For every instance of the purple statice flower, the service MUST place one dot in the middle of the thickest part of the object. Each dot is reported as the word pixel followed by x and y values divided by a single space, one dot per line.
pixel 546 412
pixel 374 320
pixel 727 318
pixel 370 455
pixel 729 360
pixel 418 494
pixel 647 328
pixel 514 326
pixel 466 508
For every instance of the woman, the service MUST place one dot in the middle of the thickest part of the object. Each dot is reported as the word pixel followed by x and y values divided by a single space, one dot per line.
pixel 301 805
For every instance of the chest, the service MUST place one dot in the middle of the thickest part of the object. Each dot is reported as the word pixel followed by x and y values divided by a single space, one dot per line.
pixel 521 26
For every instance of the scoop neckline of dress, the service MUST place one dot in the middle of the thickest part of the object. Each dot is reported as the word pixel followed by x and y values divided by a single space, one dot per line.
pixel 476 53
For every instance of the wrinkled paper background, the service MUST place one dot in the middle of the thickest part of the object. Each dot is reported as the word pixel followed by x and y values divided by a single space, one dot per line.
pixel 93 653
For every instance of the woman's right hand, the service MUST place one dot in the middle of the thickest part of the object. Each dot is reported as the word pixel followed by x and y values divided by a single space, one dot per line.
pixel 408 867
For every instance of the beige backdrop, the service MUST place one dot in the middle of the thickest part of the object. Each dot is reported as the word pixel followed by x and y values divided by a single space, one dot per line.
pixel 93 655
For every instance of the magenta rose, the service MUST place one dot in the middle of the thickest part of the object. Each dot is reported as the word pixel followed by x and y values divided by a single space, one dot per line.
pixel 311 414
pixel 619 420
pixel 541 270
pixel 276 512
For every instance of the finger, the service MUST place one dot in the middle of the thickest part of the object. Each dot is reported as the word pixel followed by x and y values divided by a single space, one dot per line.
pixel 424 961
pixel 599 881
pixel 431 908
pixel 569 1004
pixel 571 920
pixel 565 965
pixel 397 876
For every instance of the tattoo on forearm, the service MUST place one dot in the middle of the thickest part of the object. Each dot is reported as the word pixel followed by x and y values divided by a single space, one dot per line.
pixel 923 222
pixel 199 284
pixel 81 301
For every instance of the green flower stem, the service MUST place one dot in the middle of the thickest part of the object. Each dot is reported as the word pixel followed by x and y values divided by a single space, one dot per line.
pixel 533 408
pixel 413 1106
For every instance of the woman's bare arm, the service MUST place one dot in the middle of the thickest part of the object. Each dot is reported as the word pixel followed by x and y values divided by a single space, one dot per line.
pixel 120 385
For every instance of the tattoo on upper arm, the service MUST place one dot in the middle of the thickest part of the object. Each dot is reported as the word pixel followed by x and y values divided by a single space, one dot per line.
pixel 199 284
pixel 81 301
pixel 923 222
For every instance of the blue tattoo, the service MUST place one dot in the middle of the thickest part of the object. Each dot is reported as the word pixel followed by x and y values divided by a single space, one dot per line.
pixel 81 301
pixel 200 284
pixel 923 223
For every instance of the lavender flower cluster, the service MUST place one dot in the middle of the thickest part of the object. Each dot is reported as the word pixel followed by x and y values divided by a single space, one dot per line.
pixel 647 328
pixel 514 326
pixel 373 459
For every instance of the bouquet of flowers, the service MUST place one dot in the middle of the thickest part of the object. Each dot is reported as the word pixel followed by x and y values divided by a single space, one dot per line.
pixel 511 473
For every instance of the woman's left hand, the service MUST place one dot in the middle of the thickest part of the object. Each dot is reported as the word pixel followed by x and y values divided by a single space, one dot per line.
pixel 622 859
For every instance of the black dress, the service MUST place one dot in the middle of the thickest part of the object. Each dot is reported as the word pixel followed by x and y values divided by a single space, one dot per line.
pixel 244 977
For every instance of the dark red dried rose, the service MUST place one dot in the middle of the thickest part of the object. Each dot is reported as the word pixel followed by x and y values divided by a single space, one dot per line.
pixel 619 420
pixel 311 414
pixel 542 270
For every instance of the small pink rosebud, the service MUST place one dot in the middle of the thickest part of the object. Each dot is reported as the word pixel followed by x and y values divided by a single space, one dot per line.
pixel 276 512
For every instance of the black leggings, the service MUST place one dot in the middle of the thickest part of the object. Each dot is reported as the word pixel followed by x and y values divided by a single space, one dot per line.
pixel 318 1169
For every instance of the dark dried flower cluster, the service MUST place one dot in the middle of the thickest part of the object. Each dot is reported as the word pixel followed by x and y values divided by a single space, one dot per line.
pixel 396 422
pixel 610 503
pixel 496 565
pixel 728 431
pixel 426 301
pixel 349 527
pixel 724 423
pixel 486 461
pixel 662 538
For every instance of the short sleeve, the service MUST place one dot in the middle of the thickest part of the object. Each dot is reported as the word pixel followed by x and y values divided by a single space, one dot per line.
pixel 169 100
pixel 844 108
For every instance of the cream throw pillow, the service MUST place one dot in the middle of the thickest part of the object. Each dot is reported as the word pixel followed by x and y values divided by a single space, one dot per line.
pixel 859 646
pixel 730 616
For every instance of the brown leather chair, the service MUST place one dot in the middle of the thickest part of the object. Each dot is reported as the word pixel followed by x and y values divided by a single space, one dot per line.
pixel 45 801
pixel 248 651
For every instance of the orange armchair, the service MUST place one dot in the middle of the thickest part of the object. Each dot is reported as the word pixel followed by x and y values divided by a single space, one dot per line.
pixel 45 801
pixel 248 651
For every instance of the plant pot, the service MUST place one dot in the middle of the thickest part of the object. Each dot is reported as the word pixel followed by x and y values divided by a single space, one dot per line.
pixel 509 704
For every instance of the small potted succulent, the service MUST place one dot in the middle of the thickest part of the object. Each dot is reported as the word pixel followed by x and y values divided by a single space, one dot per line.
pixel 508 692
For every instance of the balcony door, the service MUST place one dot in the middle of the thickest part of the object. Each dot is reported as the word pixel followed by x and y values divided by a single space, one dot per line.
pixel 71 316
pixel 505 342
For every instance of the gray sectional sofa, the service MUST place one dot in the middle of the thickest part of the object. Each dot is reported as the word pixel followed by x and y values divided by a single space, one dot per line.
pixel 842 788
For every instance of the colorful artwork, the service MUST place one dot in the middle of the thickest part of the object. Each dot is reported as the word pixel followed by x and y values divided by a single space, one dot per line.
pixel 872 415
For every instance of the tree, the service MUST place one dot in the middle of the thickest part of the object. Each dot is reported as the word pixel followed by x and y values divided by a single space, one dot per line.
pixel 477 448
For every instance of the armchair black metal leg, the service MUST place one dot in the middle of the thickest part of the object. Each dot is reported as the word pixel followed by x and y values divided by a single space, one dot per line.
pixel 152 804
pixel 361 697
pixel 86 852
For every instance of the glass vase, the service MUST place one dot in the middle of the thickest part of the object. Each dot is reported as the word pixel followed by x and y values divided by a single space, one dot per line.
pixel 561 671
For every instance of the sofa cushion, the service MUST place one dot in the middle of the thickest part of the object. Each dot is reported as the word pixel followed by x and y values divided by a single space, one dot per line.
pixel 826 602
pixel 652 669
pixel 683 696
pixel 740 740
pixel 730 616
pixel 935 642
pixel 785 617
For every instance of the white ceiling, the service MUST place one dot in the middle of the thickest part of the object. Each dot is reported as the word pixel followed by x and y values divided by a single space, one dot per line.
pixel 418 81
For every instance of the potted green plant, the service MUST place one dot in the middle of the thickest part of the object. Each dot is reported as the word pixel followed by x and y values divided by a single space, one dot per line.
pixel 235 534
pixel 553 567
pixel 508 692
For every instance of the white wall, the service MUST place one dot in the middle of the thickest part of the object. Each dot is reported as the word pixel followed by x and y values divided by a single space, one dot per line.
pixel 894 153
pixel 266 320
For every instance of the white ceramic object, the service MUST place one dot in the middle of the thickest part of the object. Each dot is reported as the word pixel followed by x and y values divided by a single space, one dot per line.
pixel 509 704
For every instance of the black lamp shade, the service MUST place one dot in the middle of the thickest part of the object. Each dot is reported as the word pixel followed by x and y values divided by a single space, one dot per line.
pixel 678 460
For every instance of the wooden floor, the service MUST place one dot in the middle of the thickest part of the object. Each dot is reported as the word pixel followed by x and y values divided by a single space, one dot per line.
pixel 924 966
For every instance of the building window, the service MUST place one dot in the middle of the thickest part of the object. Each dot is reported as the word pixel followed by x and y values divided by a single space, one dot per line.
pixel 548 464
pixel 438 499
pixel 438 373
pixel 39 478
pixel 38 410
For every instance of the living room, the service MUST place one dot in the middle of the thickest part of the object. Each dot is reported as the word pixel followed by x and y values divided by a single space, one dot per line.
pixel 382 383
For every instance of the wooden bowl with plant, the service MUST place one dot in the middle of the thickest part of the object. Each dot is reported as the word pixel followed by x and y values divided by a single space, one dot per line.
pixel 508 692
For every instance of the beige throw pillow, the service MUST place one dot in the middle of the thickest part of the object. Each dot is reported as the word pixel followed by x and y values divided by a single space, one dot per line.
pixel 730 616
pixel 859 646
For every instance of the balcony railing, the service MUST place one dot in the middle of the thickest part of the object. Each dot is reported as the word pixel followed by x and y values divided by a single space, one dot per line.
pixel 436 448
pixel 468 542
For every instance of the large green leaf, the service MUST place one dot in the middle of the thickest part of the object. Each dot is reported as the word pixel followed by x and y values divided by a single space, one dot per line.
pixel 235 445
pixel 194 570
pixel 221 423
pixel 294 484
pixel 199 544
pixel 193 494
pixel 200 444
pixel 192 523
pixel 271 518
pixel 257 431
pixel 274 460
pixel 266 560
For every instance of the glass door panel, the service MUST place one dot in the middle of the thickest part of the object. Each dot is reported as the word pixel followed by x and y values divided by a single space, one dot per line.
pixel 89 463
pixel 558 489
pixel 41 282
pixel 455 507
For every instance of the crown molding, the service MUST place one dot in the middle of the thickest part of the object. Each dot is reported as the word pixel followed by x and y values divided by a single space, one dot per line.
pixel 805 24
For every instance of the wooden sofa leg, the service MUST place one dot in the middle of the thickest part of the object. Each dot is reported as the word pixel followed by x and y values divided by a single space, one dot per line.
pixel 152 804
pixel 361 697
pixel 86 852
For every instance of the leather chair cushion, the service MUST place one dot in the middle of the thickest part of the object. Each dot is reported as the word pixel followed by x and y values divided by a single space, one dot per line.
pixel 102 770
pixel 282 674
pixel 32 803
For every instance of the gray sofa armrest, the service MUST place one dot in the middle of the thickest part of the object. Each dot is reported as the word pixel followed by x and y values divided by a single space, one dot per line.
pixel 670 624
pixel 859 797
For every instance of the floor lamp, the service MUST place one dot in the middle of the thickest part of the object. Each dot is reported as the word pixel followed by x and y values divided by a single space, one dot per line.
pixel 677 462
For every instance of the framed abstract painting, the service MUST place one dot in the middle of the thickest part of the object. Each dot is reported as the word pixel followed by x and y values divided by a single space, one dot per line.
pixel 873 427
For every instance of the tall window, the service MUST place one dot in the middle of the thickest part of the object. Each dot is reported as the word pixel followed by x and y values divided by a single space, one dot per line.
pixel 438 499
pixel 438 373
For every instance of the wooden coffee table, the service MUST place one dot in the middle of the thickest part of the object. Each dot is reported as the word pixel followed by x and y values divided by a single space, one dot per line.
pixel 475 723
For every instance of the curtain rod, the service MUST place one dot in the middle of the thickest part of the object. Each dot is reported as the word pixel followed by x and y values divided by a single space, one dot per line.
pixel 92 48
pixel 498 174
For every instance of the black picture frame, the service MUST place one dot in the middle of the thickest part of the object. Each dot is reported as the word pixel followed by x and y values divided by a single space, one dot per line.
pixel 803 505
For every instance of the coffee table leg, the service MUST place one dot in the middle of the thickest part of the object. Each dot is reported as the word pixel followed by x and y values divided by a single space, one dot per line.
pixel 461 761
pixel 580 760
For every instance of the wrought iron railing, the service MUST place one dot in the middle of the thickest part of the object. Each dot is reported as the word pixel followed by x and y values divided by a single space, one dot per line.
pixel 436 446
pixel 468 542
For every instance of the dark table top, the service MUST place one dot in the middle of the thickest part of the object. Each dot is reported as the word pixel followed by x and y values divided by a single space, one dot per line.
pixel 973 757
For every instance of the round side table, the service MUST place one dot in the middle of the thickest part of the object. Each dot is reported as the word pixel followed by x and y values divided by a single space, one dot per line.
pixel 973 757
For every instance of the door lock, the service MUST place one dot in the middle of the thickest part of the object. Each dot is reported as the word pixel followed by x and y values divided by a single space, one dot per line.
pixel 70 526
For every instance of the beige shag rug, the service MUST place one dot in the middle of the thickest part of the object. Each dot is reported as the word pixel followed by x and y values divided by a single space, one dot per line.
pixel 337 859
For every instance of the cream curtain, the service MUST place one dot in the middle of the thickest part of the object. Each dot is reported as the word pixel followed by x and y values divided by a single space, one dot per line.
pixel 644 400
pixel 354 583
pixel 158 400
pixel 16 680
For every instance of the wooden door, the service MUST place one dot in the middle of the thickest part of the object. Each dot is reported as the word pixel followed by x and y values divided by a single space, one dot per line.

•••••

> _WHAT IS NEEDED_: Output every line of the entries unchanged, beginning with the line that contains "For every instance of the short" and continuing through the line that contains "pixel 844 108", with both of those lines included.

> _SOLUTION TO THIS PROBLEM_:
For every instance of the short sleeve, the service MUST place one dot in the middle of the thickest part of the object. Each dot is reported as the word pixel followed by x and y values divided by a single space, one dot per line.
pixel 169 100
pixel 844 108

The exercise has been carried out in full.